● **Problem statement**:
Transcribe word for word the lines spanning the line with "Readme: the locator spots each instance of the sparse" through the end of the records.

Position annotation records:
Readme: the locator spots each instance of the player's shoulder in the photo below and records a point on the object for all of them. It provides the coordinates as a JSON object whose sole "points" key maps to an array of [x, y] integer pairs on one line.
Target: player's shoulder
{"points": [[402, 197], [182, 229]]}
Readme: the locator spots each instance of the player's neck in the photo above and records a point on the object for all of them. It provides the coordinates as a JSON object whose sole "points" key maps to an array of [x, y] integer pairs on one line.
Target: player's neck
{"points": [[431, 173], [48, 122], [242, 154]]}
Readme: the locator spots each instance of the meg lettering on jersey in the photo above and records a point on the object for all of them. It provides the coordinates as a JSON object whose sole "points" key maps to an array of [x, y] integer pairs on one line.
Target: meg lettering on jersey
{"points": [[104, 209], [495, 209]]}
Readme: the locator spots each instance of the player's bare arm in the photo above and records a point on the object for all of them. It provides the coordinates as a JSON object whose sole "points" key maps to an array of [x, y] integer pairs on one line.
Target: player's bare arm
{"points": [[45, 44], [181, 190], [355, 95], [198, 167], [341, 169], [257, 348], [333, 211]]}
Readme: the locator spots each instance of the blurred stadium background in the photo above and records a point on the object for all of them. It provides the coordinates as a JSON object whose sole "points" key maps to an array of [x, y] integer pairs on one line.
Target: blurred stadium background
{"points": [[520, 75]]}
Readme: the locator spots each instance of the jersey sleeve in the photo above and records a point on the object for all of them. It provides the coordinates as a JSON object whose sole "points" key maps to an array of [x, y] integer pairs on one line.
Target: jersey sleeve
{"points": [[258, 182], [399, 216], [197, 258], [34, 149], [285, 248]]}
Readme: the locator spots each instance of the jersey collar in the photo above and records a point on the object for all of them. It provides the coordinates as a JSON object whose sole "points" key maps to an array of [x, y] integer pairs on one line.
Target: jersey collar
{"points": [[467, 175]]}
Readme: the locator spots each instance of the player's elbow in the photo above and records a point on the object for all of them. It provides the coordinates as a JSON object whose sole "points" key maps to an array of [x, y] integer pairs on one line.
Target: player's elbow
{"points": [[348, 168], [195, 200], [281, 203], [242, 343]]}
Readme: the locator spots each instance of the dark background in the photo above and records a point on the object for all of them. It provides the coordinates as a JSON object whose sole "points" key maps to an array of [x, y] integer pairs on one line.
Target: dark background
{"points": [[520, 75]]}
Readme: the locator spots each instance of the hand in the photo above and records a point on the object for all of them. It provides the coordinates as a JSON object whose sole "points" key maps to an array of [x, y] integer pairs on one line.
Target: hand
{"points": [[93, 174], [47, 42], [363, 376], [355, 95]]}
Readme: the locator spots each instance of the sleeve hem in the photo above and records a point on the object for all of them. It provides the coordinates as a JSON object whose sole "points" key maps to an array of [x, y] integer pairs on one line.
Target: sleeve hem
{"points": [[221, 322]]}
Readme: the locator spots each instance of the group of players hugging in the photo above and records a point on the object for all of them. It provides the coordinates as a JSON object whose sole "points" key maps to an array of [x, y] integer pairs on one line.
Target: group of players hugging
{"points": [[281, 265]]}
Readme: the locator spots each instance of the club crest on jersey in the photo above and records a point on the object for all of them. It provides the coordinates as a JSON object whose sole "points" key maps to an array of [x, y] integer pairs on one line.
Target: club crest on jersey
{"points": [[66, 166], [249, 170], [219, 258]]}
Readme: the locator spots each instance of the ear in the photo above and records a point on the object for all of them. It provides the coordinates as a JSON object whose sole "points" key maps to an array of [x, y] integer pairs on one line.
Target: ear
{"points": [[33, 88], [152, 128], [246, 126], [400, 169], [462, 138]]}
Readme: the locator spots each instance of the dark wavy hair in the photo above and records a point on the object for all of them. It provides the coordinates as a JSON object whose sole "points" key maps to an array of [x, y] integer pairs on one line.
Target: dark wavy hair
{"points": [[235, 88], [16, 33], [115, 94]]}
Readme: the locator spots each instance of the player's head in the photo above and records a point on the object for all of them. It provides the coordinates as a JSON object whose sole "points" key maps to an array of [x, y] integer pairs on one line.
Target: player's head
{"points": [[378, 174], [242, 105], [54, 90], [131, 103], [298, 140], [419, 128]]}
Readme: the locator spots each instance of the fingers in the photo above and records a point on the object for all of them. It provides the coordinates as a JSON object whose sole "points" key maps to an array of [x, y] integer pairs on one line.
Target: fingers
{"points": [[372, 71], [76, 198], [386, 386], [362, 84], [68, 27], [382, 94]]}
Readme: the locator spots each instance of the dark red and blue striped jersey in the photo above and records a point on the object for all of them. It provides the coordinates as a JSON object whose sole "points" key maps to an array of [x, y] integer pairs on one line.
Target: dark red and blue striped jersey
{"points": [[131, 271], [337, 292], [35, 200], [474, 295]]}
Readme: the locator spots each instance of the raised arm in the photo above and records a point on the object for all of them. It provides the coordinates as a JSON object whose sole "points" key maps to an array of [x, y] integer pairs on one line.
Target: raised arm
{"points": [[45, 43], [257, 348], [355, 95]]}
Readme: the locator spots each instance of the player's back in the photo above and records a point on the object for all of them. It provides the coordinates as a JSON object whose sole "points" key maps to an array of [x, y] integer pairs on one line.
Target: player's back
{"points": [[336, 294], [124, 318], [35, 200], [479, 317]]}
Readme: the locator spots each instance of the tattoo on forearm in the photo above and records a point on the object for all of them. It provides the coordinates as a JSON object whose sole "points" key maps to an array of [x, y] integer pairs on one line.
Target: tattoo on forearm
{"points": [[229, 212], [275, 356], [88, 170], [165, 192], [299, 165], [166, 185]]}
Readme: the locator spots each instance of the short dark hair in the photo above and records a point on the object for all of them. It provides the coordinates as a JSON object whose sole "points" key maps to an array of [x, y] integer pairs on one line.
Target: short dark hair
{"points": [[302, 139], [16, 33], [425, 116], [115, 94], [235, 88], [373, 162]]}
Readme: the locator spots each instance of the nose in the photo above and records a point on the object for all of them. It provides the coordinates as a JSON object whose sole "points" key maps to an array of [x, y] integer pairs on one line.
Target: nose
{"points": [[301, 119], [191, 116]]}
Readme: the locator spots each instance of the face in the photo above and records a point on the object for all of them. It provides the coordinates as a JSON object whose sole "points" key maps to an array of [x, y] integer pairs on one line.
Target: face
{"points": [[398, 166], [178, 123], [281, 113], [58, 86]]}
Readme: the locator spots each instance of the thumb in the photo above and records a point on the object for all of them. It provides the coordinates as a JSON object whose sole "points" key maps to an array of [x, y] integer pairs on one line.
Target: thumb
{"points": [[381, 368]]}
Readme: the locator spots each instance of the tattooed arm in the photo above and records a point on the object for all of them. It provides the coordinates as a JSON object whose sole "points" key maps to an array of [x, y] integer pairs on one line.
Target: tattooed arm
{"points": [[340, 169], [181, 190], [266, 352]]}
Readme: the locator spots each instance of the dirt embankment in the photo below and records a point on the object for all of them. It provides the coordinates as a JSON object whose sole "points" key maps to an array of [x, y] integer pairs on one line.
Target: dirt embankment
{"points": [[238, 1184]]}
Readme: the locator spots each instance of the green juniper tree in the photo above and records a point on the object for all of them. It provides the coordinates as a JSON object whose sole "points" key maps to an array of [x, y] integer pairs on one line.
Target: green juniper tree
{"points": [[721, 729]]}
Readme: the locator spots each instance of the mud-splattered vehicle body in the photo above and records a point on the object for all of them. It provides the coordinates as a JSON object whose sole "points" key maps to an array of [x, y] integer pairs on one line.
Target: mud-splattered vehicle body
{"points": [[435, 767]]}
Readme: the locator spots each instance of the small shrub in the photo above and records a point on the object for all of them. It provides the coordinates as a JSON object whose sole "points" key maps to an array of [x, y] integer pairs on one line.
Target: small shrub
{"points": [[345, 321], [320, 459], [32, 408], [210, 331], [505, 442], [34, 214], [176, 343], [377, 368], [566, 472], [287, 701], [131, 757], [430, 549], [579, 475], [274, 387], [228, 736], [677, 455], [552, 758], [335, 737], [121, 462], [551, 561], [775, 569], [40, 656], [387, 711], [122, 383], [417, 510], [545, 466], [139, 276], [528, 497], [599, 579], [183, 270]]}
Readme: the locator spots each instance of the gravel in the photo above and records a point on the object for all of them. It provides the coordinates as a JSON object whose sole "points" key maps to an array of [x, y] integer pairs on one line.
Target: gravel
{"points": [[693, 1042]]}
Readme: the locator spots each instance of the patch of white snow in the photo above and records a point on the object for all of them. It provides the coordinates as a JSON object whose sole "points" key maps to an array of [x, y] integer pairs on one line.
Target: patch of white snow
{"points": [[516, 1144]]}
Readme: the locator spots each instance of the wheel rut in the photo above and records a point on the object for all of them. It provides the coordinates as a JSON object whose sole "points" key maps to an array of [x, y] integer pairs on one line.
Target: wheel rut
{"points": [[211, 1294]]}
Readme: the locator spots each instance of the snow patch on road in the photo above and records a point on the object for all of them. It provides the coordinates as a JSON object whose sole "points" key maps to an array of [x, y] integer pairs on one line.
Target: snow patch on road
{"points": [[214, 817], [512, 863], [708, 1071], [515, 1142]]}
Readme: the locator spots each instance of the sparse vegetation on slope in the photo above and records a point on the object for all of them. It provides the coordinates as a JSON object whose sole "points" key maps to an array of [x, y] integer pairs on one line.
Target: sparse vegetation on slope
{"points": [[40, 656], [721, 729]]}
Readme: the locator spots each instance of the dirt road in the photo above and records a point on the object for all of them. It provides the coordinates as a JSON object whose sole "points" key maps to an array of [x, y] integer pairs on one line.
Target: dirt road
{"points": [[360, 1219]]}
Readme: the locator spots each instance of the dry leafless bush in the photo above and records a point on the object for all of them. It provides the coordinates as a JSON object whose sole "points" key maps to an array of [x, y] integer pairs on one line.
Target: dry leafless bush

● **Finished exercise**:
Readme: the locator spots each instance of the sparse vegetation on slope in the photo above and records a point on the object for all of them. It provides the coordinates as a JSON object whose sole "points" key maps to an array of [x, y] integer pairs on one line.
Target: sparse vegetation on slope
{"points": [[40, 656], [721, 729]]}
Readme: the locator spots each instance of the dirt road in the photo above and records a point on the object for all of them. It provides the coordinates as a JSON object whose sole "points" key maps to an array of [x, y] integer pairs on one line.
Target: dirt road
{"points": [[360, 1219]]}
Readme: the locator spots each instance of the dry leafless bush in the photo above and records a point on the object for all of them. It provides the coordinates as a JSON object whose sole "points" key maps to an array of [x, y] integer pairs on one line.
Target: dry leafless bush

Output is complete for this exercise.